◆ Okuma Metni:
.....

Türkiye İşçi Partisi (TİP) Genel Başkanı Erkan Baş, partisinin X hesabı üzerinden yayınlanan videoyla yaklaşan yerel seçimlere ilişkin yurttaşlara seslendi. 31 Mart gününe ilişkin çağrıda bulunan Baş, “Biz yalancılardan daha güçlü, zalimlerden daha cesur, korkaklardan daha kararlıyız. Bu yüzden ‘Birlikte yapabiliriz’ diyoruz” ifadelerini kullandı.
31 Mart’ta yapılacak olan yerel seçimlere 4 gün kala, TİP Genel Başkanı Erkan Baş, X üzerinden yurttaşlara çağrıda bulundu.
TİP’in resmi X hesabından yapılan paylaşımda, “Bu ülke devrimcilerini özlüyor, biliyoruz. Devrimcilerin inancını, umudunu, erdemlerini arıyor, biliyoruz. 31 Mart’ta hırsızlık, arsızlık, yolsuzluk düzenine karşı devrimcilerin dürüstlüğüne güvenin” ifadeleri yer aldı.

.....

◆ Veri Bloğu:
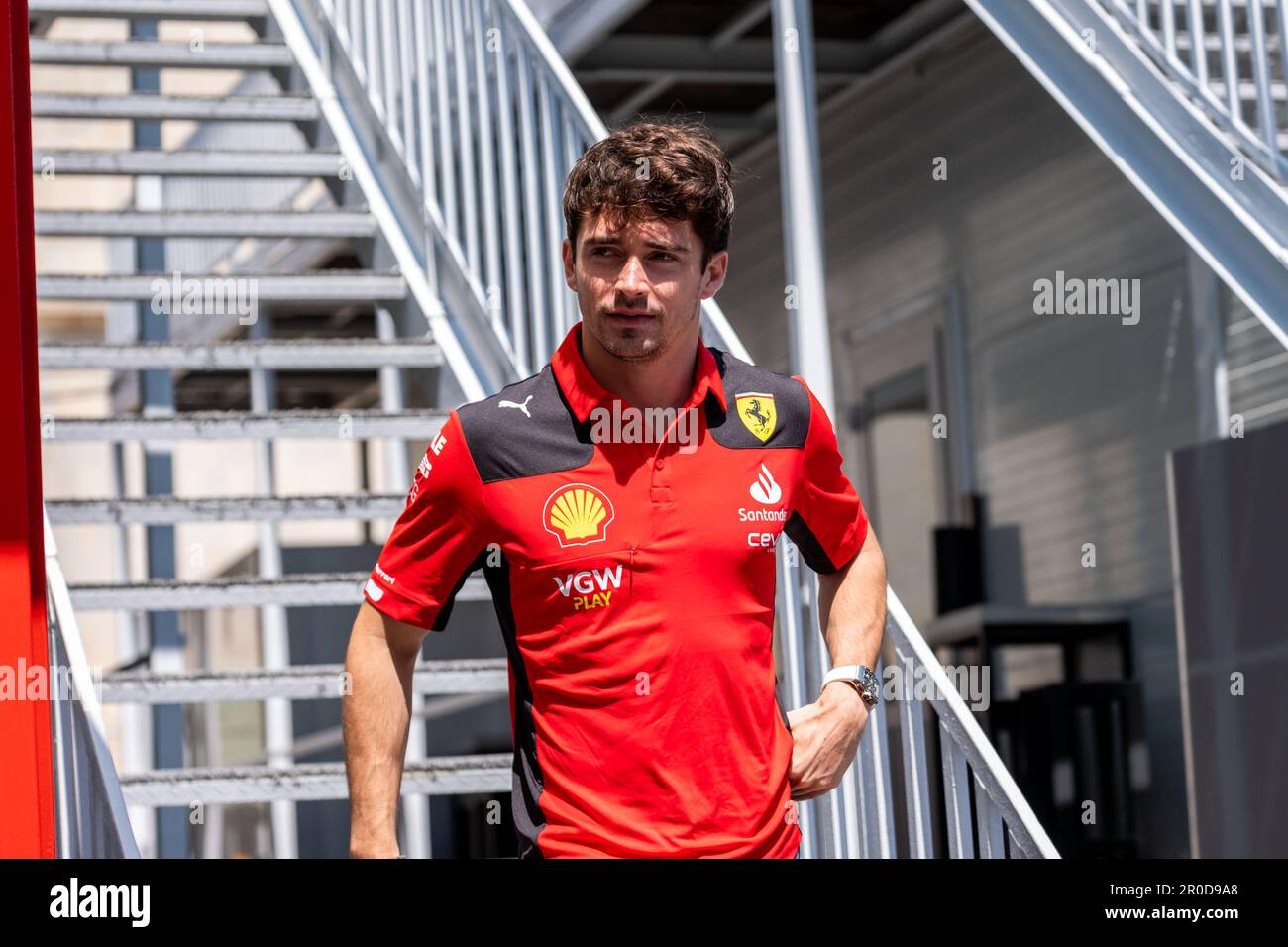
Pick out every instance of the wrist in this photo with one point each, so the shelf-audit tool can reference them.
(844, 696)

.....

◆ Görev Dizisi:
a - Okuma metnine göre Erkan Baş'ın çağrısı yerel seçimlere kaç gün kala yapılmıştır?
b - Okuma metninde "Türkiye İşçi Partisi" sözlerinden "ifadeleri yer aldı." sözlerine varıncaya dek yer alan her şeyi aynen yazınız.
Veriler farklı bir kaynaktan alınmıştır.

◆ Alıştırma Çözümleri:
a - Seçimlere 4 gün kala.

b -
Türkiye İşçi Partisi (TİP) Genel Başkanı Erkan Baş, partisinin X hesabı üzerinden yayınlanan videoyla yaklaşan yerel seçimlere ilişkin yurttaşlara seslendi. 31 Mart gününe ilişkin çağrıda bulunan Baş, “Biz yalancılardan daha güçlü, zalimlerden daha cesur, korkaklardan daha kararlıyız. Bu yüzden ‘Birlikte yapabiliriz’ diyoruz” ifadelerini kullandı.
31 Mart’ta yapılacak olan yerel seçimlere 4 gün kala, TİP Genel Başkanı Erkan Baş, X üzerinden yurttaşlara çağrıda bulundu.
TİP’in resmi X hesabından yapılan paylaşımda, “Bu ülke devrimcilerini özlüyor, biliyoruz. Devrimcilerin inancını, umudunu, erdemlerini arıyor, biliyoruz. 31 Mart’ta hırsızlık, arsızlık, yolsuzluk düzenine karşı devrimcilerin dürüstlüğüne güvenin” ifadeleri yer aldı.